> _GOAL OF THE EXERCISE_:
Up to and including the line with "target = dark vehicle", please set down the entries below exactly, starting from the first line.

++++++++++

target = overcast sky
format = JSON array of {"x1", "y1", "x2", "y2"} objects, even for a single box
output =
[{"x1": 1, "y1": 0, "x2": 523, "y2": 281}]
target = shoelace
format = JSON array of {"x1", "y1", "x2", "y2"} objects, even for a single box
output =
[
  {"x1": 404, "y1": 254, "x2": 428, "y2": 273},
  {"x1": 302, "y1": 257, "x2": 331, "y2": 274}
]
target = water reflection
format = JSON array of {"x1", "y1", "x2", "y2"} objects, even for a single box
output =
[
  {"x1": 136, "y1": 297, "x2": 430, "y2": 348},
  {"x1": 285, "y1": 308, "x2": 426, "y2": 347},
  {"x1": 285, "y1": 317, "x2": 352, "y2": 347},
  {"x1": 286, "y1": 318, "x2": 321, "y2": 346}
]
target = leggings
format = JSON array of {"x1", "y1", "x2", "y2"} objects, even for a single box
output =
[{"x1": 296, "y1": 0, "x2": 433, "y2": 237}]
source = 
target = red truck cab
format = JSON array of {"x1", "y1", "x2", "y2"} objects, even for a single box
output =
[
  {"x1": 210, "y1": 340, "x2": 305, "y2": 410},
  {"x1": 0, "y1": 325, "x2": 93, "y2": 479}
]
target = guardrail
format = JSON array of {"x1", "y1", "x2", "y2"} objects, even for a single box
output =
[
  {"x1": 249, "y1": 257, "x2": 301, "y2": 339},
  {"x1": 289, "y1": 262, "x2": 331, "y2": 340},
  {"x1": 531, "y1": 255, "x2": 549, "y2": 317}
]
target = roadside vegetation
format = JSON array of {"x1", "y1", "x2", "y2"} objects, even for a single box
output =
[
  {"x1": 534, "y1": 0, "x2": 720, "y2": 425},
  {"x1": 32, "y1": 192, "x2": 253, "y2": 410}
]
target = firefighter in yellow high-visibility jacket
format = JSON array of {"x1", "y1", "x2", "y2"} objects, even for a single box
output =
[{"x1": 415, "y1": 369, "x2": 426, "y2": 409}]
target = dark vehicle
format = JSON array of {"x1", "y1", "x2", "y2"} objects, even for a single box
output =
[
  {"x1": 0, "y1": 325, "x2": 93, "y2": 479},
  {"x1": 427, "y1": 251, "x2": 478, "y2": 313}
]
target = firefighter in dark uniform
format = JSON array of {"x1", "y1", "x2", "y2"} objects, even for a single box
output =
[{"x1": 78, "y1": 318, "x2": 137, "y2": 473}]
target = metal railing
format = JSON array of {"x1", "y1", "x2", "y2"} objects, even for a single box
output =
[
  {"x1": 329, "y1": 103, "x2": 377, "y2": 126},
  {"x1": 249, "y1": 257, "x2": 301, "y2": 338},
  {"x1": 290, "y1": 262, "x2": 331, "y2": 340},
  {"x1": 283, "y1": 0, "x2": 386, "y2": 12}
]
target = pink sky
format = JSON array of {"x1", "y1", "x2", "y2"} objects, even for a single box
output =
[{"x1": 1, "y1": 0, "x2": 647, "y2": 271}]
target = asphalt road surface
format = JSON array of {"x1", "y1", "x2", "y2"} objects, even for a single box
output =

++++++++++

> _ANSWER BOX_:
target = overcast sky
format = JSON array of {"x1", "y1", "x2", "y2"} objects, even for a single box
output =
[{"x1": 1, "y1": 0, "x2": 523, "y2": 281}]
target = shoelace
format = JSON array of {"x1", "y1", "x2", "y2"} objects, even for a single box
output =
[
  {"x1": 404, "y1": 254, "x2": 428, "y2": 273},
  {"x1": 302, "y1": 257, "x2": 331, "y2": 274}
]
target = water reflection
format = JSON array of {"x1", "y1", "x2", "y2"} objects, even for a single box
output =
[
  {"x1": 136, "y1": 297, "x2": 430, "y2": 348},
  {"x1": 285, "y1": 308, "x2": 426, "y2": 347},
  {"x1": 285, "y1": 317, "x2": 352, "y2": 347},
  {"x1": 286, "y1": 318, "x2": 321, "y2": 346}
]
target = leggings
format = JSON array of {"x1", "y1", "x2", "y2"} objects, even for a single box
output =
[{"x1": 296, "y1": 0, "x2": 433, "y2": 237}]
source = 
target = red truck cab
format = JSON array of {"x1", "y1", "x2", "y2"} objects, even for a single box
output =
[
  {"x1": 210, "y1": 340, "x2": 305, "y2": 410},
  {"x1": 0, "y1": 325, "x2": 93, "y2": 479}
]
target = guardrail
format = JSON array of {"x1", "y1", "x2", "y2"} objects, even for a single box
output =
[
  {"x1": 249, "y1": 257, "x2": 301, "y2": 339},
  {"x1": 289, "y1": 262, "x2": 331, "y2": 340},
  {"x1": 531, "y1": 255, "x2": 549, "y2": 317}
]
target = roadside vegetation
format = JSON array of {"x1", "y1", "x2", "y2"} objects, even for a single box
output =
[
  {"x1": 534, "y1": 0, "x2": 720, "y2": 425},
  {"x1": 32, "y1": 192, "x2": 253, "y2": 410}
]
target = firefighter in yellow high-visibility jacket
format = JSON array of {"x1", "y1", "x2", "y2"} objects, even for a single box
output =
[{"x1": 415, "y1": 369, "x2": 426, "y2": 409}]
target = dark vehicle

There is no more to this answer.